### Things to do:
• A. Translate this sentence from the Ida B. Wells article below into Spanish: "At 22, she was dragged off of a Chesapeake & Ohio Railroad Company train for refusing to give up her seat to a white man."
• B. According to the Ida B. Wells article below, which newspaper was she editor of by age 25?
• C. Please list every role given to Wells in the sentence of the Ida B. Wells article that begins "Google celebrated".

### Supplied text:
· · · ·
Ida B. Wells Google Doodle by Matt Cruickshank

Google celebrated journalist, suffragist, sociologist and anti-lynching activist, Ida B. Wells with a doodle for her 153rd birthday on Thursday.

Born a slave in Holly Springs, Mississippi in 1862 and orphaned at 16, a fiery and fearless Wells dedicated her life to fighting inequality, becoming a civil rights pioneer.

At 22, she was dragged off of a Chesapeake & Ohio Railroad Company train for refusing to give up her seat to a white man.

She wrote about the ordeal in a newspaper article for a black church weekly, The Living Way , then sued and won. However, it was later appealed and she was ordered to pay court costs.

Ida B. Wells

Ida B. Wells

By 25, she was editor of the Memphis-based Free Speech and Headlight , in which she urged blacks to leave Memphis after the lynching of her three friends.

From there, she began to research and document lynchings, finding they were more often used as “community control” than for punishment of a crime.
· · · ·
### Data extract:

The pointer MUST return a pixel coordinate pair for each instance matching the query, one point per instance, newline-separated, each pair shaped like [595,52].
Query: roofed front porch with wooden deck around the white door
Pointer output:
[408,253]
· · · ·
### Task-by-task outputs:
• A. A los 22 años, la sacaron a rastras de un tren de la Chesapeake & Ohio Railroad Company por negarse a ceder su asiento a un hombre blanco.

• B. The Memphis-based Free Speech and Headlight.

• C. Journalist, suffragist, sociologist, anti-lynching activist